### Supplied passage
--- START ---

On a warm Saturday afternoon in May, Madeline was watching her friend’s young daughter open her birthday gifts. But as the girl sat under a tree in the park, tearing wrapping paper off a book about drawing horses, Madeline’s heart was breaking. “I don’t know if I will get to see her next birthday.”
Madeline has been preparing for medical assistance in dying, or MAID, for over a year, and says she could choose to die as soon as late July if she does not come up with the money to cover treatments for her complex mitochondrial and post-viral conditions.
Myalgic encephalomyelitis/chronic fatigue syndrome is a multisystem disease that affects patients in myriad ways, leaving many with profound fatigue, cognitive and mobility challenges, trouble sleeping and in extreme pain. It can impact nearly all systems in the body, including respiratory, muscular, nervous and immune systems.
Madeline says naturopathic intravenous injections of vitamins that make her life “less horrifying” could allow her to continue living. But B.C.’s Medical Services Plan doesn’t cover most naturopathic services, and she can’t afford them on her own. The treatments and home supports like cleaning and cooking help she needs to live “not in agony” would cost about $100,000 per year, she estimates.
With relatively low funding levels for ME/CFS research, few specialized clinics and little coverage for emerging treatments that can help some patients, Madeline says B.C.’s medical system doesn’t properly recognize her illness, which affects about 77,000 British Columbians.
“Nothing in life is fully enjoyable, because the death clock beats on in my life, and it just never had to be this way,” Madeline told The Tyee.
She can’t afford the necessary treatments on the $1,358 she receives per month as disability assistance, nor the support she needs with housework and personal care. But her diminished quality of life qualifies her for MAID.
“They would rather see me die than recognize my illness and pay for the treatments that keep me alive,” said Madeline. “My death is no more inevitable than a diabetic’s who can’t get insulin.”

--- END ---

[Collected data]
--- START ---

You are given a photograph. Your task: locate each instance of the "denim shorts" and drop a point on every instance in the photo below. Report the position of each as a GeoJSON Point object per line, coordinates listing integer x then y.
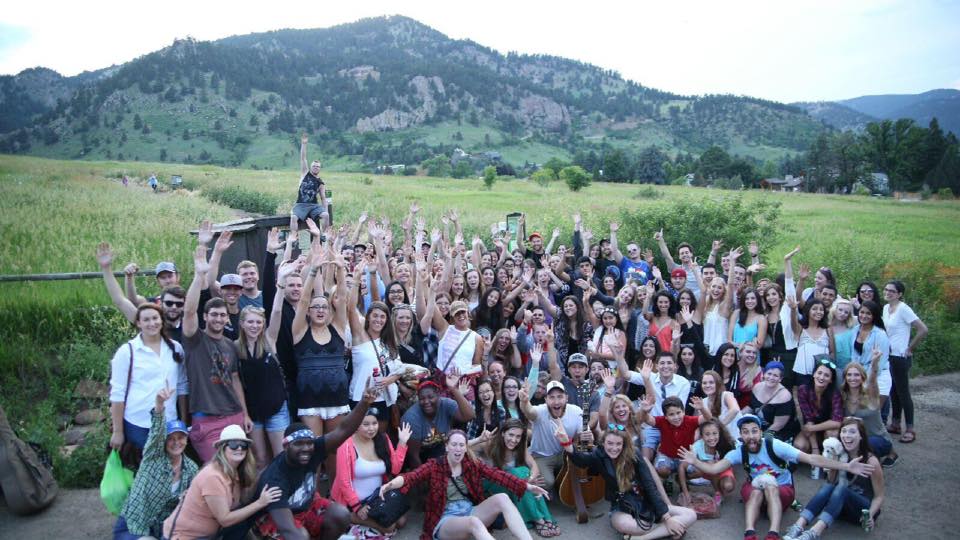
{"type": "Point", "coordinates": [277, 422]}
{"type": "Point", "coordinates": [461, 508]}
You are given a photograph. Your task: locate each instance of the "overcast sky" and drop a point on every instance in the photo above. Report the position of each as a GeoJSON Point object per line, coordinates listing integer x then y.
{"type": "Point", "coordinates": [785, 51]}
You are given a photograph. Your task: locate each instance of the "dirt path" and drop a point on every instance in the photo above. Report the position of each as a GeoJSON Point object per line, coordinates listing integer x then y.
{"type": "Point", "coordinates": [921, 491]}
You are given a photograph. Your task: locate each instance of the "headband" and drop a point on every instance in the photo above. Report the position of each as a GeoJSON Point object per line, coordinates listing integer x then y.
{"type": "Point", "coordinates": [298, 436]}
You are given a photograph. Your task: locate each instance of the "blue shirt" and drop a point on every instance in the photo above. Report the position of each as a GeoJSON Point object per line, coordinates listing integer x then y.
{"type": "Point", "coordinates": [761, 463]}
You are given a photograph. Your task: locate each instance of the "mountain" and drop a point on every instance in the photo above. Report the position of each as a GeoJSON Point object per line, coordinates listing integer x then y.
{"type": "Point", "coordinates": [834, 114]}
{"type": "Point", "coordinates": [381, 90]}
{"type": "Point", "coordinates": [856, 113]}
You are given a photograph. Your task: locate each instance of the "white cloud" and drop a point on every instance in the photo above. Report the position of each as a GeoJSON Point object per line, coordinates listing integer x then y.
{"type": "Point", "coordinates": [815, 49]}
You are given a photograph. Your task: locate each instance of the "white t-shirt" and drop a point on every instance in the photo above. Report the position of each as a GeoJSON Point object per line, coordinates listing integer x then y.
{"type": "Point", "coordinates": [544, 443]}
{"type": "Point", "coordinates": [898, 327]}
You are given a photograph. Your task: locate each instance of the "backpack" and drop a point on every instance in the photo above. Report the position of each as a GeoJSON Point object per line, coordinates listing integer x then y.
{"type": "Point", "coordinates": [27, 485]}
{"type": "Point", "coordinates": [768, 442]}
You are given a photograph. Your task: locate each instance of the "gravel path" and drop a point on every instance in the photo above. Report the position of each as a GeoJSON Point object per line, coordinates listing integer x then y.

--- END ---

### Explore the material
- A) In the article about Madeline and MAID, how much does Madeline receive each month in disability assistance?
- B) Carry on the article about Madeline and MAID from its final paragraph.
Nothing in the listing is needed here.

### Per-task answers
- A) She receives $1,358 per month.

- B)
Dr. Lucinda Bateman is medical director of the non-profit Bateman Horne Center in Salt Lake City, Utah, where she treats ME/CFS patients and conducts research. She said diagnosis and support for ME/CFS patients are often delayed because the symptoms are varied and can seem unrelated.
“The diagnosis of ME/CFS really doesn’t come to mind in the beginning, because most people are just trying to cope or, you know, get over a flu syndrome,” said Bateman. “Sometimes a lot of time has gone by before anybody, or any medical provider starts to say, ‘Could it be ME/CFS?’”
Vancouver is home to one of Canada’s three ME/CFS clinics, and a fourth is coming soon to Montreal.
But Alain Moreau, head of the Viscogliosi Molecular Genetics Laboratory of Musculoskeletal Diseases at the University of Montreal-affiliated CHU Sainte-Justine hospital, notes that there are about six specialists in the country and 600,000 people living with ME/CFS.
“It’s like having 100,000 patients, and you’re never going to be able to get to all of them,” he said.
Patients will often diagnose themselves long before they receive an official diagnosis from a physician, who often “don’t know or are not familiar with ME/CFS or how to manage it,” Moreau said. “And like many chronic illnesses, it’s harder to manage something that you can’t readily cure.”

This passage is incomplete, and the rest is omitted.